Extract to read:
____

# Hi, new here!



## horsecrazybvh (Sep 1, 2010)

Hi guys, my name is Jessica, Im 19 and love animals. I pretty much have a zoo, 3 horses, 1 cat, 1 dog and a bunch of fish. 

The dog is the important one right now though. His name is Ruger. He is a 5 1/2 month old doberman mix currently weighing 50lbs. The reason I joined is because Ruger has terrible gas. The stink from them seriously makes you gag. I posted about it on a horse forum with a bunch of dog lovers and I was directed here. I was told that raw may be the way to go. I have been browsing around for a little while, and decided that I think I want to make this switch. 

I have paid enough in vet bills already for him. lol. He got parvo right after I got him and spent a week in the vets. We didn't think he was going to make it. But he is now healthy and happy, well other then the farts. I currently feed him Blue Buff, kibble. 

Im really excited about this as it seems like it is a much better way for him, and thats all Im worried about. I want the best for my companion. 

So hello everyone! I will probably been on here a lot! 

I would love advice, opinions and whatever else you guys have to offer! I am a sponge absorbing knowledge right now! 

I attached a picture of Ruger sitting in front of the fish tank!


----------



## DaneMama (Jun 27, 2008)

Hello and welcome!


----------



## hbwright (Jul 14, 2010)

Welcome, Ruger is a very good looking boy. Are you sure he is a mix, do you know his parents? He looks very doberboy to me. I don't see anything that makes me think he would be mixed.

____

Excerpts of pointing data:
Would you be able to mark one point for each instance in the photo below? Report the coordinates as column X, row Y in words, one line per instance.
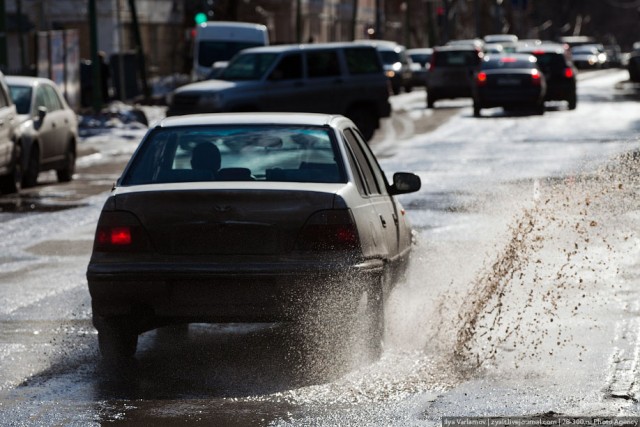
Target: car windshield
column 457, row 58
column 236, row 153
column 214, row 51
column 21, row 96
column 551, row 61
column 248, row 66
column 508, row 63
column 390, row 56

____

Task A:
In the forum thread, what does Jessica currently feed Ruger?
Task B:
Repeat the forum thread word for word from "I have paid" to "here a lot!".

Exercise answer A:
Blue Buff kibble.

Exercise answer B:
I have paid enough in vet bills already for him. lol. He got parvo right after I got him and spent a week in the vets. We didn't think he was going to make it. But he is now healthy and happy, well other then the farts. I currently feed him Blue Buff, kibble. 

Im really excited about this as it seems like it is a much better way for him, and thats all Im worried about. I want the best for my companion. 

So hello everyone! I will probably been on here a lot!